## [What is expected]
In this exercise, reproduce all the entries that follow exactly.

* START Exercise material *

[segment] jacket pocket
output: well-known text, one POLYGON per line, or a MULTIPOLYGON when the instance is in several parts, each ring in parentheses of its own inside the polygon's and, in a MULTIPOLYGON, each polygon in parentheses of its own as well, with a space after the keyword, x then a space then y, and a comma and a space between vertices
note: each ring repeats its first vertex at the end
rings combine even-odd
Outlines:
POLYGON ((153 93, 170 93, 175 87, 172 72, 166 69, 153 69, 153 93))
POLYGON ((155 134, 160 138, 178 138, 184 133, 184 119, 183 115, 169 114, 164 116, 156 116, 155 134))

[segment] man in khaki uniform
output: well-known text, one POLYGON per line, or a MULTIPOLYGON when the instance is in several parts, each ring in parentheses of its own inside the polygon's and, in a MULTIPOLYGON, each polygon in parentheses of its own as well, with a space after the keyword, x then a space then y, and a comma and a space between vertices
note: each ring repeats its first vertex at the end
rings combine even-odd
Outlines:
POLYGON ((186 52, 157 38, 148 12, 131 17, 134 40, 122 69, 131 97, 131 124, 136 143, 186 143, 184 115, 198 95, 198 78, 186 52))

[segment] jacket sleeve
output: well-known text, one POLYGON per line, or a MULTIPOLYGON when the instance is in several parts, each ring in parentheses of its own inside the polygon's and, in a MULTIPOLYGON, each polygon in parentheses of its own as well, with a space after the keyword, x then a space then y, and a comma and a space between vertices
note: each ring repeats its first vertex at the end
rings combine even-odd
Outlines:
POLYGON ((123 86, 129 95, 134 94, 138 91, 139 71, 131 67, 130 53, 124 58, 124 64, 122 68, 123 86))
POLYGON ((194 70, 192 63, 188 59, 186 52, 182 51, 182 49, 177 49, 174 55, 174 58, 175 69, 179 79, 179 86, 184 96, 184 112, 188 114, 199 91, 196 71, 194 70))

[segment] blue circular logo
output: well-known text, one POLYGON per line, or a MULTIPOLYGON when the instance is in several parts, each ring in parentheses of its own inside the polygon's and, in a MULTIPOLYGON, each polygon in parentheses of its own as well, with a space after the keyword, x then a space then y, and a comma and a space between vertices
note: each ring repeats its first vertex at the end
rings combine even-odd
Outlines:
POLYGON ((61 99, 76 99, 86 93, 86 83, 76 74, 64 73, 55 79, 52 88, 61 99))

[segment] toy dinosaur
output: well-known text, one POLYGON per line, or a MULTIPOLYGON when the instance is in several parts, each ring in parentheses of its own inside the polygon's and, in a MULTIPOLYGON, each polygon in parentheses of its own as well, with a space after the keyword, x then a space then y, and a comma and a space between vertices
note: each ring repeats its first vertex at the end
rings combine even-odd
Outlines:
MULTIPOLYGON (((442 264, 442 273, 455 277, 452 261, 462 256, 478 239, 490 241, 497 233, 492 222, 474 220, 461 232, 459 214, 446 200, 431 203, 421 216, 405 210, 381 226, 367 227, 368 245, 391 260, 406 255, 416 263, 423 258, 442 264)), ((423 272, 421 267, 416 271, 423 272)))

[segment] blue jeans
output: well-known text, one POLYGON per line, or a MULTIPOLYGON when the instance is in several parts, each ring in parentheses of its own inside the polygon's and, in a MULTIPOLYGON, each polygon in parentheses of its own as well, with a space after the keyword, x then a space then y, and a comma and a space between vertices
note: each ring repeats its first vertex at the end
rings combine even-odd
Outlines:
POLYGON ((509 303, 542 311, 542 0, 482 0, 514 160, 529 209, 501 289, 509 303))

* END Exercise material *

## [Response to this task]
[segment] jacket pocket
output: well-known text, one POLYGON per line, or a MULTIPOLYGON when the instance is in several parts, each ring in parentheses of its own inside the polygon's and, in a MULTIPOLYGON, each polygon in parentheses of its own as well, with a space after the keyword, x then a space then y, and a comma and a space between vertices
note: each ring repeats its first vertex at the end
rings combine even-odd
Outlines:
POLYGON ((153 93, 170 93, 175 87, 172 72, 166 69, 153 69, 153 93))
POLYGON ((155 134, 160 138, 178 138, 184 133, 184 119, 183 115, 169 114, 164 116, 156 116, 155 134))

[segment] man in khaki uniform
output: well-known text, one POLYGON per line, or a MULTIPOLYGON when the instance is in several parts, each ring in parentheses of its own inside the polygon's and, in a MULTIPOLYGON, each polygon in parentheses of its own as well, with a space after the keyword, x then a space then y, and a comma and a space between vertices
note: each ring repeats its first vertex at the end
rings combine even-odd
Outlines:
POLYGON ((186 52, 157 38, 148 12, 131 17, 134 40, 122 69, 131 97, 131 124, 136 143, 186 143, 184 115, 198 95, 198 78, 186 52))

[segment] jacket sleeve
output: well-known text, one POLYGON per line, or a MULTIPOLYGON when the instance is in several parts, each ring in parentheses of its own inside the polygon's and, in a MULTIPOLYGON, each polygon in parentheses of its own as well, with a space after the keyword, x then a space then y, and a comma and a space between vertices
note: each ring repeats its first vertex at the end
rings combine even-odd
Outlines:
POLYGON ((123 86, 129 95, 134 94, 138 91, 139 71, 131 67, 130 53, 124 58, 124 64, 122 68, 123 86))
POLYGON ((194 70, 192 63, 188 59, 186 52, 182 51, 182 49, 177 49, 174 55, 174 58, 175 69, 179 79, 179 86, 184 96, 184 112, 188 114, 199 91, 196 71, 194 70))

[segment] blue circular logo
output: well-known text, one POLYGON per line, or a MULTIPOLYGON when the instance is in several parts, each ring in parentheses of its own inside the polygon's and, in a MULTIPOLYGON, each polygon in parentheses of its own as well, with a space after the keyword, x then a space then y, and a comma and a space between vertices
note: each ring repeats its first vertex at the end
rings combine even-odd
Outlines:
POLYGON ((61 99, 76 99, 86 93, 86 83, 76 74, 64 73, 55 79, 52 88, 61 99))

[segment] toy dinosaur
output: well-known text, one POLYGON per line, or a MULTIPOLYGON when the instance is in several parts, each ring in parentheses of its own inside the polygon's and, in a MULTIPOLYGON, each polygon in parentheses of its own as well, with a space after the keyword, x then a space then y, and a comma and a space between vertices
note: each ring repeats its first vertex at the end
rings combine even-odd
Outlines:
MULTIPOLYGON (((442 264, 442 273, 455 277, 452 261, 462 256, 478 239, 490 241, 497 233, 492 222, 474 220, 461 232, 459 214, 446 200, 431 203, 421 216, 405 210, 381 226, 367 227, 368 245, 391 260, 406 255, 416 263, 423 258, 442 264)), ((423 272, 421 267, 416 271, 423 272)))

[segment] blue jeans
output: well-known text, one POLYGON per line, or a MULTIPOLYGON when the instance is in several parts, each ring in parentheses of its own inside the polygon's and, in a MULTIPOLYGON, each polygon in parentheses of its own as well, with a space after the keyword, x then a space then y, and a comma and a space between vertices
note: each ring repeats its first vertex at the end
rings combine even-odd
Outlines:
POLYGON ((509 303, 542 311, 542 0, 482 0, 514 160, 529 209, 501 289, 509 303))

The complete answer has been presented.